設問の指示: ブログ記事の「2007年08月31日 | 仕事」から「夫と私で色違いにした。」までを、「ロケ」を「撮影」に置き換えて書き改めなさい。

課題本文:
########################################
招きねこの手も借りたい

主婦のち仕事、ところによって母、時々芝居。

ロケ終了

2007年08月31日 | 仕事
夫の定期検診は、何の問題もなかった。
あとは、大腸検査の結果待ちだけである。
やれやれ。

そして、長期にわたってかかわった映画のロケが終わった。
本当は今夜もやっているのだが、
私たちは別の仕事が入っていて行けないので、
昨日で最後だった。

スタッフTシャツをいただいた。


夫と私で色違いにした。
ロゴがほどよい大きさで入ってて可愛い。

袖口のところにもこんなかんじでロゴ。

映画の題名のほうが小さい。
「小上海飯店」というのは、
映画の舞台になる小さな中華料理店の店名である。

まるで架空のお店小上海飯店の制服みたいでなかなかいいかんじ。

今回私は、母の入院や手術と重なり、
早朝から深夜にわたる連日のロケを夫と交替しつつ
参加したので大変だった分思い入れも深い。

ロケでのいろいろなエピソードは、
また後日少しずつ記事にしていくつもりだ。


今回のスタッフTシャツは、センスがよくて、
ロケが終わっても普段何気なく着られそうだ。

ちなみに、昨年いただいたスタッフTシャツがこれ。


映画の題名が題名なだけに、仕方がないとはいえ、
こんな言葉がでかでかと書かれたTシャツを
外に着ていく勇気はない。
風呂上がりに着ている。


とにかく大きな仕事を終えてひとつ分肩の荷がおりた。
そして明日は、私が講師をしている朗読講座の年に一度の発表会。
今回は私も長い文章を朗読する。
それが終われば、ちょっとのんびりできそうだ。

さ、これから最後の稽古に行ってきま~す!















順調!

2007年08月30日 | 日常
昨日は仕事のため母のところに行けなかった。
今日行くと、点滴が全てはずされていた。
鼻にとおされていた、酸素の補助もとれている。
明日からは、いやがっていたおむつをはずし、
導尿の管もはずして、
ベッド横のポータブルトイレで用便できるという。

横になりつつ母が言う。

「梨と桃を今度剥いて持ってきてね。
 それからちょっと書き物をしたいから、鉛筆と紙も。
 あと、鏡がないからそれもお願い。
 美容院にはまだ行っちゃだめなのかねぇ。
 髪をきれいにしたいもんだわ。
 ああ、お寿司が食べたい」

健康な人間がごろ寝しつつ言うと、図に乗ってるんじゃねぇぜっ
というところだが、
大変な手術を乗り越えてきた母が言うと、
「ああ、そこまで回復したのか」
としんから嬉しいものだ。

ものすごい早さでの回復に、
先生も看護士さんも驚いていた。
もちろん、本人も、私たちも。

そして、不思議発言は全くしなくなった。

無信心な私が、
「神様ありがとう。仏様ありがとう。」
という気持ちになった。
みなさんからの励ましや、お祈りが通じたのだと思う。
本当にありがとうございました。

あとは筋力をつけて、普通に生活できるようにするだけ。

夫は、明日大病後のいつもの定期検診。
########################################
対象データ:
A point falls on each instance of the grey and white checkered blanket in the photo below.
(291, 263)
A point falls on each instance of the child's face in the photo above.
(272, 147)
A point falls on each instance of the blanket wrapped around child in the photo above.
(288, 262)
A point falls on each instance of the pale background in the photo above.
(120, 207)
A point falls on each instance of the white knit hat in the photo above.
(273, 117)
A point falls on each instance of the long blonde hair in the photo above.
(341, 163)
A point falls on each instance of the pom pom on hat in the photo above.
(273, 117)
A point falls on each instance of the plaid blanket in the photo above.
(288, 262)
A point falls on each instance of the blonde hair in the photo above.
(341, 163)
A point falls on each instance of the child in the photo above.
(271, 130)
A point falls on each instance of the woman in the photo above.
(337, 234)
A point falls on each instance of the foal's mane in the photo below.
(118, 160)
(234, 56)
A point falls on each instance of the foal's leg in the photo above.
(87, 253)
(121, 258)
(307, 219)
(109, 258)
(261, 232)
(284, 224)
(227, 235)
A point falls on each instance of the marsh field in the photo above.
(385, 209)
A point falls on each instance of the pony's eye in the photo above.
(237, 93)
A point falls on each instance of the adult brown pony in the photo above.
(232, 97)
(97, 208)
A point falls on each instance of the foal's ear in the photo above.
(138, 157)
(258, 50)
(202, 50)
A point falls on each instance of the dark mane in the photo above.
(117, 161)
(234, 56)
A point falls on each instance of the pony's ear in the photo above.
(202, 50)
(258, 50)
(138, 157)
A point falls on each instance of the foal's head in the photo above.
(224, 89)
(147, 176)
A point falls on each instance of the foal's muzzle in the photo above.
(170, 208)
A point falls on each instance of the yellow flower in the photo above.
########################################
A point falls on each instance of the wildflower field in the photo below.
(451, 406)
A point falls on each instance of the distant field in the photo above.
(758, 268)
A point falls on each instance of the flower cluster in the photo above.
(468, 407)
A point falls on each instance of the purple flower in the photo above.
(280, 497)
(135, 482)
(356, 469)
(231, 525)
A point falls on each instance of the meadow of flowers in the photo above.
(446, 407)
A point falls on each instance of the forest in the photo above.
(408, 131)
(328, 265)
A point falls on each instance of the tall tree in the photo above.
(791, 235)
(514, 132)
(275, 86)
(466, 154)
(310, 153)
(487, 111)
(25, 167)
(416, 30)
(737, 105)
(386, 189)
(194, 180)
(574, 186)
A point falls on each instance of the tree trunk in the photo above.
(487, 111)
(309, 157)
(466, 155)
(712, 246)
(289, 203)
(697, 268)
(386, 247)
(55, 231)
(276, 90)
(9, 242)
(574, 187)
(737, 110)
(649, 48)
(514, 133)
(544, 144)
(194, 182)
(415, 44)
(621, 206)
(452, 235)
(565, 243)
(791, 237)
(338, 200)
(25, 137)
########################################
解答例:
2007年08月31日 | 仕事
夫の定期検診は、何の問題もなかった。
あとは、大腸検査の結果待ちだけである。
やれやれ。

そして、長期にわたってかかわった映画の撮影が終わった。
本当は今夜もやっているのだが、
私たちは別の仕事が入っていて行けないので、
昨日で最後だった。

スタッフTシャツをいただいた。


夫と私で色違いにした。